The model shows a highly charged surface, with 24 positively- and 24 negatively-charged residues. In particular, the tertiary structure defines a negatively-charged region including several glutamate and aspartate residues confined to the portion of the molecule involving α-helix A, the nearby loop, the first and last turns of helices E and F, and the C-terminus helices I and J. In addition, there is a lysine-rich N- and C-terminus, in accordance with the basic isoelectric point of CagS. However, these lysine rich unmodelled N- and C-terminal appendages might define some positively-charged brunches playing a potential role in Cag proteins interactions. As mentioned in the case of CagZ, even if to a minor extent, some putative interactions with the other cagPAI components have been detected by a yeast two-hybrid system, involving mainly CagZ and CagM proteins. Another peculiar feature of the molecule is the presence of fourteen methionine residues over a sequence of 199 amino acids, which is an unusually high content compared to other proteins. Four of them, M69, M130, M133, M138, define a cluster in the 3D structure, approximately located in the internal side of the peanut. The results of the crystallographic model of CagS do not show any clear evidence of architectural similarity to other known structures, with the exception of a weak structural homology with the phosphotransfer domain (HPt) of CheA, a histidine protein kinase that controls chemotaxis response in bacteria [26]. This homology is too weak to be considered as providing any clues with respect to protein function. Even a primary sequence alignment with a nonredundant database shows very limited similarities; the one with the best score being that with phosphocholine cytidylyltransferases, comprising rate-limiting enzymes for surfactant phospholipid synthesis.

### Record extracts
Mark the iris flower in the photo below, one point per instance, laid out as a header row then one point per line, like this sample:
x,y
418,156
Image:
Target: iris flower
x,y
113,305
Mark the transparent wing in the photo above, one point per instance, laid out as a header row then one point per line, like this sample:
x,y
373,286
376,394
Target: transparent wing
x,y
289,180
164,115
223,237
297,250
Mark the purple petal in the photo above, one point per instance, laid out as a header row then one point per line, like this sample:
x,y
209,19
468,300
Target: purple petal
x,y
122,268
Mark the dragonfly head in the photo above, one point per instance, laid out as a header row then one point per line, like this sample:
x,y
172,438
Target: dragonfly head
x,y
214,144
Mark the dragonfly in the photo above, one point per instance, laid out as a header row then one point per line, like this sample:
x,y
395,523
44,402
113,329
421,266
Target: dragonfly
--
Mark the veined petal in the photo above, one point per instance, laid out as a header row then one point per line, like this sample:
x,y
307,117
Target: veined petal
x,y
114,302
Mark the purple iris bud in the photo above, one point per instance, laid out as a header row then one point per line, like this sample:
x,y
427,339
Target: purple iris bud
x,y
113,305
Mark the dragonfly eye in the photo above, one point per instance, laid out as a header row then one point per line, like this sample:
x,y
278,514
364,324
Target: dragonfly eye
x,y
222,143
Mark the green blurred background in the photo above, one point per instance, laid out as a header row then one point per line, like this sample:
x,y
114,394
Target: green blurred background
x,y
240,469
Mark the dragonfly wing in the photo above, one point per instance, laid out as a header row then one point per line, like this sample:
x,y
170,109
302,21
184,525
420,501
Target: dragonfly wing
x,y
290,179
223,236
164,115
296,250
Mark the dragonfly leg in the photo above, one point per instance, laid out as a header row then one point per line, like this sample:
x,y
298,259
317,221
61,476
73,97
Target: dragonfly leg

### Using the information
A – In the passage on the CagS protein, how many methionine residues does the molecule have?
B – Extend the passage on the CagS protein, starting after its last sentence.
The data are separate from the passage on the CagS protein.

### Answers to the problems
A – Fourteen, over a sequence of 199 amino acids.

B –
CagQ (cag14/HP0535), CagP (cag15/HP0536)

The products of these two short genes correspond to putative proteins of 126 and 114 amino acids, respectively. They are both predicted to be membrane proteins [27] and they were found not to be necessary for either translocation of CagA or for IL-8 induction in H. pylori 26695 strain [18]. CagP appears to play some role in H. pylori adherence to gastric epithelial cells, in addition to classical adhesins, because mutations in its gene may affect bacterium pathogenicity by reducing either the ability of the bacteria to attach to gastric epithelial cells or the intensity of bacteria–host cell interactions [28].

CagM (cag16/HP0537)

CagM protein is a 43.7 kDa protein, characterized by a putative N-terminal signal sequence, and at least three transmembrane helices can be predicted from the sequence pattern. It has been detected in the membrane-bound fractions isolated from both in vivo (from gastric patients isolates) and in vitro H. pylori cultures by 2D-electrophoresis and MS studies [16,29]. In particular, the results of the 2D differential in-gel electrophoresis analysis performed by Busler et al. [16] is suggestive of an N-terminal processing as hypothesized by the predictions.

Systematic mutagenesis analysis clearly showed that ΔcagM mutants are neither able to produce an efficient CagA translocation, nor to release peptidoglycan degradation fragments [13,18,30], thus suggesting an essential role for the cagM gene product. By using a reporter assay in human gastric cancer cells, CagM (along with cagPAI coded protein, CagL) has also been demonstrated to promote the activation of nuclear factor-κB.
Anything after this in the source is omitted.